**SET PROBLEM 1:**
Write out the passage from the AppleTV discussion word for word, beginning at the words "At the moment, the" and stopping after "AppleTV (via Airplay).".
**SET PROBLEM 2:**
Continue the AppleTV discussion from where it stops, ignoring the listing.

**SELECTED EXTRACT:**
>> START

At the moment, the missing link is still somewhere to store content. After all, it's clear the AppleTV isn't destined to be the home's media server, and as photo/music/movie collections grow, it's clear they'll outgrow Mac hard drives. Come on Apple - where's the home media server? - that would allow streaming to all devices: Macs, mobile iOS devices and AppleTV (via Airplay).

Looking at the new AppleTV and the new Airplay service, I have to say what I would have done would have been to merge the AppleTV and Airport Express products together. After all, the new AppleTV is only a bit bigger than the Airport express and it basically offers very similar features - except video/photo streaming instead of just music. This would have allowed connection of an AirDisk via USB, acted as a WiFi extender/router and had the AppleTV functions. Combine with a Wibree/BlueTooth 4 remote (v. low power) for wireless remote control by default and it's a winner. We know the new AppleTV has bluetooth, so this would let you "hide" the AppleTV near the sockets. This would have at least given the AppleTV a bit more function. As it is, it's still asking people to stump up $99 for a box that then allows them to stump up more per film rental...

kemperman
Sep 2, 2010, 05:26 PM
I may be off topic a little here but, do we think that apple are kind of hedging their bets still a little with the new :apple:tv? They have updated to the A4 but the UI is essentially the same. Isn't inevitable that iOS will make an appearance eventually and that this is just a stop gap to placate the original :apple:tv buyer who would be completely shut out from the ecosystem if they just went fully iOS?

>> END

**ENTRIES SHOWN:**
>> START

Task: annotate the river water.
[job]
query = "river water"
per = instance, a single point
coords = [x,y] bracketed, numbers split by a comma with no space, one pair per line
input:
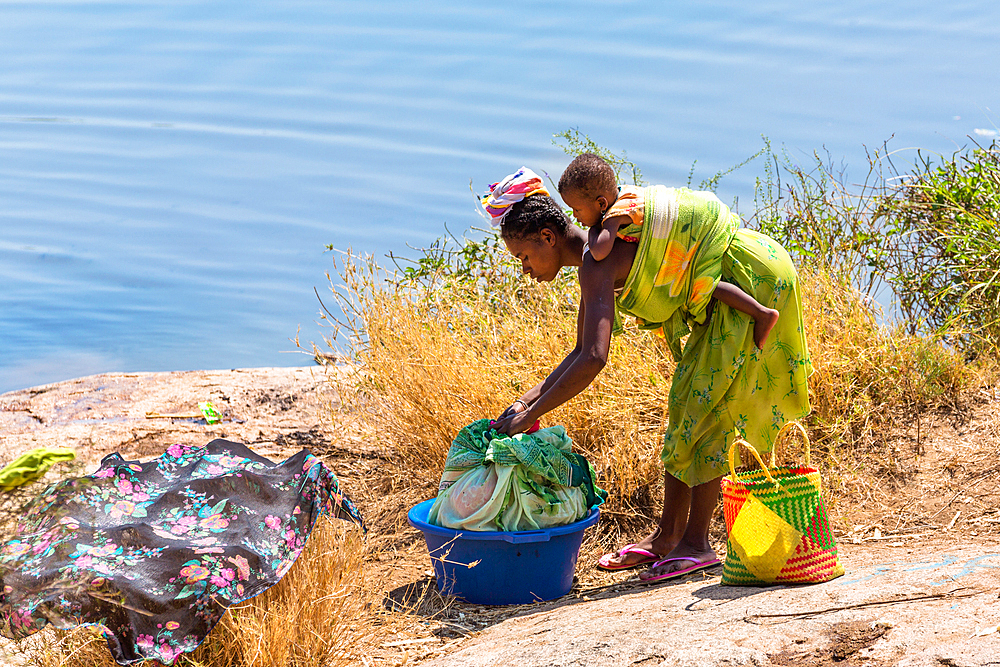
[171,172]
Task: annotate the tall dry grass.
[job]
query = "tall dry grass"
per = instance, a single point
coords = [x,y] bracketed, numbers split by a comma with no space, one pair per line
[439,354]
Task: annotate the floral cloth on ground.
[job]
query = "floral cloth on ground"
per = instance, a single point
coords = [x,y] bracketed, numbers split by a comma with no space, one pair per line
[723,385]
[524,482]
[153,553]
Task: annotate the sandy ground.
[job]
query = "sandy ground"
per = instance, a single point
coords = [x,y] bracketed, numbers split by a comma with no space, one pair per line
[923,562]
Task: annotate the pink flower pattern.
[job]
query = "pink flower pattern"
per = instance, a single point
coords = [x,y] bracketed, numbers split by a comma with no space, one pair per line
[193,514]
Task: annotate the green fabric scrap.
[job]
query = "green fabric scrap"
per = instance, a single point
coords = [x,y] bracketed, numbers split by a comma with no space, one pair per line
[31,465]
[547,453]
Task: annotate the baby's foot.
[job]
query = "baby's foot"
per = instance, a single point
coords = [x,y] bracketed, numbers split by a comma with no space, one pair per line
[762,326]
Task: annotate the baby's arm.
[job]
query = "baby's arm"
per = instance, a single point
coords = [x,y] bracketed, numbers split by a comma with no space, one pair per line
[601,237]
[764,319]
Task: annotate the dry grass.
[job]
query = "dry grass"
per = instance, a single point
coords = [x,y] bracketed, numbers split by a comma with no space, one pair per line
[430,361]
[435,358]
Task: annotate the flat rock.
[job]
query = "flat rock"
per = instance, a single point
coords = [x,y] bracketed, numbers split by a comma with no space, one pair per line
[275,410]
[918,605]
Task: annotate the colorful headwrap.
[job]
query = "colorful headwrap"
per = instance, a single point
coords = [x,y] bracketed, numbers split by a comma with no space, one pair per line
[522,183]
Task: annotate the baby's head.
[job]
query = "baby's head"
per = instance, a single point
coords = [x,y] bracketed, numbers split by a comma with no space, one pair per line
[589,187]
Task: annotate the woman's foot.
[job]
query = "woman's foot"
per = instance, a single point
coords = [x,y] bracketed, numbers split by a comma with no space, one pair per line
[682,560]
[643,552]
[762,326]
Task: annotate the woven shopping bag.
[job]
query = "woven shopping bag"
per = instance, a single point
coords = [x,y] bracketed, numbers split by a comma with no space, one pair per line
[779,531]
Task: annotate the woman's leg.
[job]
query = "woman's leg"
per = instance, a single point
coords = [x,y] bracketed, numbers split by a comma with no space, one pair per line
[683,528]
[686,524]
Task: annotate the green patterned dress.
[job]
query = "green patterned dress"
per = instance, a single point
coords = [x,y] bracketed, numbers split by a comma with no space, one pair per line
[724,386]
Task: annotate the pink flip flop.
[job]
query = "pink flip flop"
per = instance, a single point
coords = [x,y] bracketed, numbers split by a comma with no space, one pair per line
[605,561]
[698,566]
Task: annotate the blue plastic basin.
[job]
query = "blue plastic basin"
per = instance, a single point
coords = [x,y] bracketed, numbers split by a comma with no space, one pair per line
[510,567]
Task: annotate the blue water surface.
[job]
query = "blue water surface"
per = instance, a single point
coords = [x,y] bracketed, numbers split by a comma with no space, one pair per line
[170,172]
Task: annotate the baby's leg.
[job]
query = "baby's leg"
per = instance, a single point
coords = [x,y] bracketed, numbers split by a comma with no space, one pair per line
[764,319]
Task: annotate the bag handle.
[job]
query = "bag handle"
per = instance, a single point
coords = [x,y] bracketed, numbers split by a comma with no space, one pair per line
[805,440]
[756,455]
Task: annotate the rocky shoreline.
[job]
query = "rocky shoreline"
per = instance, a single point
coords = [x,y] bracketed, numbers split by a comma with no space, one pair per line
[274,410]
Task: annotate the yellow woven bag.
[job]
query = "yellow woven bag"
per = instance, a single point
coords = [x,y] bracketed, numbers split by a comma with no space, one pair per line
[779,531]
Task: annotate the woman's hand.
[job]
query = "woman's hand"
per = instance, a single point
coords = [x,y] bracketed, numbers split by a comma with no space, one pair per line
[517,406]
[514,422]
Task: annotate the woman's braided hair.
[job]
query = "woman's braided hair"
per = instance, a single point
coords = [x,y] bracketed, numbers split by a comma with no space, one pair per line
[531,215]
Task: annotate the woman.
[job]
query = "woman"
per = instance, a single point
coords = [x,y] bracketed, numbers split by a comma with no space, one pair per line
[723,385]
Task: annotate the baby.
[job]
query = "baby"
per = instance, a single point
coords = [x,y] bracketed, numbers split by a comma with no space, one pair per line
[589,187]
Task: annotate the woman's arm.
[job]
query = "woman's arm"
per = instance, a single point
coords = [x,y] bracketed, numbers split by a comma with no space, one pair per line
[581,366]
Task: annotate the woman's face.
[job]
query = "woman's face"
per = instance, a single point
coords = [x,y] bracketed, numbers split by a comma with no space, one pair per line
[538,254]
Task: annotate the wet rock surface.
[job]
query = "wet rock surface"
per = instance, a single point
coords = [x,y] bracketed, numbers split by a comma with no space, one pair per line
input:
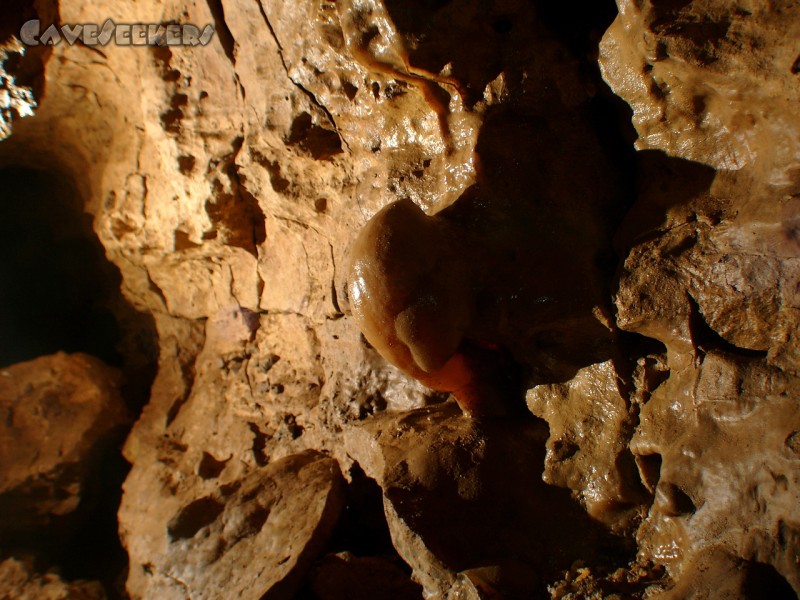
[626,297]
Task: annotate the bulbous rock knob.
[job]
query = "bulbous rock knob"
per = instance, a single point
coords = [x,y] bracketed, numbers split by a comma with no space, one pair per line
[412,291]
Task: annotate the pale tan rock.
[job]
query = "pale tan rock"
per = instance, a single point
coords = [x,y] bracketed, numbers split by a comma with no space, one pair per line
[250,538]
[710,82]
[591,422]
[228,182]
[61,414]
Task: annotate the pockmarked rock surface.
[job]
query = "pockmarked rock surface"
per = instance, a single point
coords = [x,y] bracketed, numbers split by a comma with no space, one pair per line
[253,537]
[61,413]
[638,286]
[466,503]
[711,272]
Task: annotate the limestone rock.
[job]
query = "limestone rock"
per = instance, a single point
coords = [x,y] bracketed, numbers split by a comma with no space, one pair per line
[590,428]
[228,182]
[61,413]
[250,538]
[466,503]
[710,272]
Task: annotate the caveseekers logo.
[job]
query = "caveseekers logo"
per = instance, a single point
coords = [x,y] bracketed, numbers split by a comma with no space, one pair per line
[122,34]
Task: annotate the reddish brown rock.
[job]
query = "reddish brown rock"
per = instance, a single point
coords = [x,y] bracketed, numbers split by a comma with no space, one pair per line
[61,414]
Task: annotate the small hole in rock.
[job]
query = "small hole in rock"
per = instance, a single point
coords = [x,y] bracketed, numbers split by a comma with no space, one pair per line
[210,467]
[673,501]
[193,517]
[649,466]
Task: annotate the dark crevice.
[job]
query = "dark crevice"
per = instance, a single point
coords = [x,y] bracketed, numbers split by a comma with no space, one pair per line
[707,340]
[764,582]
[299,86]
[193,517]
[237,216]
[223,31]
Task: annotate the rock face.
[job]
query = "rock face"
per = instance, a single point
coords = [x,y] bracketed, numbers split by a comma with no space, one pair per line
[634,314]
[61,413]
[265,528]
[712,273]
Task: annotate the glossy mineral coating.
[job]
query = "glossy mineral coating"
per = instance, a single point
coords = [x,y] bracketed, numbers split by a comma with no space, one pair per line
[613,265]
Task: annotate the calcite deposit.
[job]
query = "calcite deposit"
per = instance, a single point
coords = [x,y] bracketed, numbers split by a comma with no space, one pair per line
[582,221]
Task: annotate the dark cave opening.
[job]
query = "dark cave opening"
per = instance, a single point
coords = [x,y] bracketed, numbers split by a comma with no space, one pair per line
[57,284]
[59,292]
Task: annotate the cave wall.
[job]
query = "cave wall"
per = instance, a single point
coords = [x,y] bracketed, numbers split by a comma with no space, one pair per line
[228,182]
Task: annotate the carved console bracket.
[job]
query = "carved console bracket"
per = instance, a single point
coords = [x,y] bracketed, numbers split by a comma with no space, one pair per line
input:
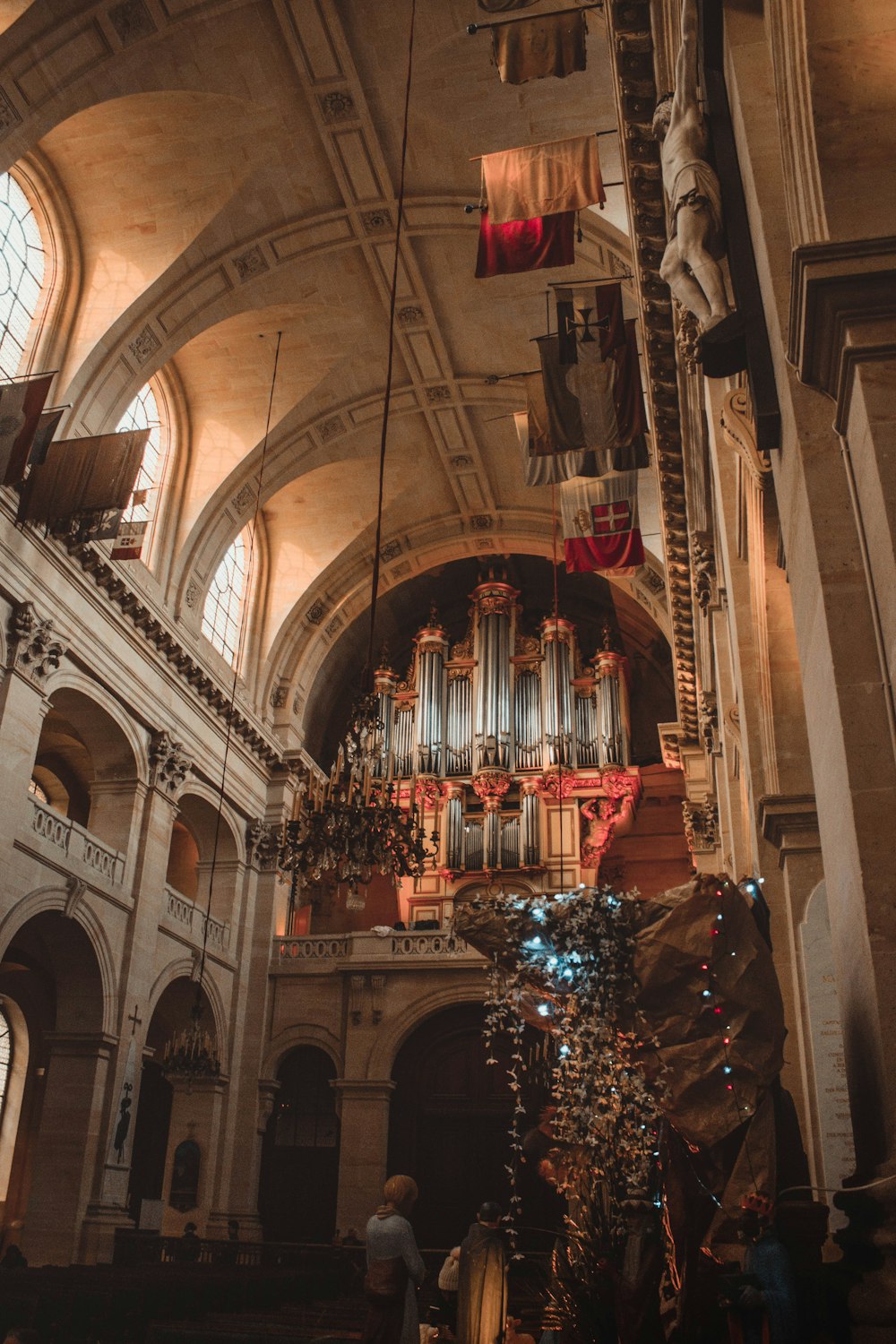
[263,843]
[34,648]
[842,311]
[168,762]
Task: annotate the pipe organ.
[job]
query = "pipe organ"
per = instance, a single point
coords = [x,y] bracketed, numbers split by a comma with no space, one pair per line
[476,728]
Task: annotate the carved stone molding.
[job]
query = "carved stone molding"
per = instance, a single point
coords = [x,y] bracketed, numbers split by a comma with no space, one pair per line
[710,720]
[669,745]
[75,892]
[842,311]
[263,843]
[702,825]
[34,648]
[740,435]
[702,561]
[168,762]
[790,823]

>> END

**EXPECTED ANSWER 1:**
At the moment, the missing link is still somewhere to store content. After all, it's clear the AppleTV isn't destined to be the home's media server, and as photo/music/movie collections grow, it's clear they'll outgrow Mac hard drives. Come on Apple - where's the home media server? - that would allow streaming to all devices: Macs, mobile iOS devices and AppleTV (via Airplay).

**EXPECTED ANSWER 2:**
ozozo42
Sep 2, 2010, 06:03 PM
I may be off topic a little here but, do we think that apple are kind of hedging their bets still a little with the new :apple:tv? They have updated to the A4 but the UI is essentially the same. Isn't inevitable that iOS will make an appearance eventually and that this is just a stop gap to placate the original :apple:tv buyer who would be completely shut out from the ecosystem if they just went fully iOS?

OSX has a mouse/keyboard interface
iOS has a touch interface
AppleTV OS has a 10-ft interface

Underneath they're all basically the same, structurally. Using the iOS interface for the appletv with no modification to handle remote control would make no sense.

FrancisD
Sep 2, 2010, 07:43 PM
We know the new AppleTV has bluetooth

I can't find that in the tech specs, where did you see that?

benoitgphoto
Sep 2, 2010, 08:47 PM
I think you pretty much nailed that down and it's gonna be hell fun. This is a brilliant execution and fits exactly what Jobs said that the concept needs to be redesigned from square 1. Portable devices/computers/cloud streaming content (movies, TV shows, Internet, apps, etc) to the media center is what I call a complete redesign from square 1.

I"m curious though what connection (other than Bluetooth) can be fast enough to display games on the HD TV played on an iPod touch via Airplay.

Also, something else is coming too with that big server farm that is being built in North Carolina and will be up and running by the end of this year. That's for sure related to the Apple TV.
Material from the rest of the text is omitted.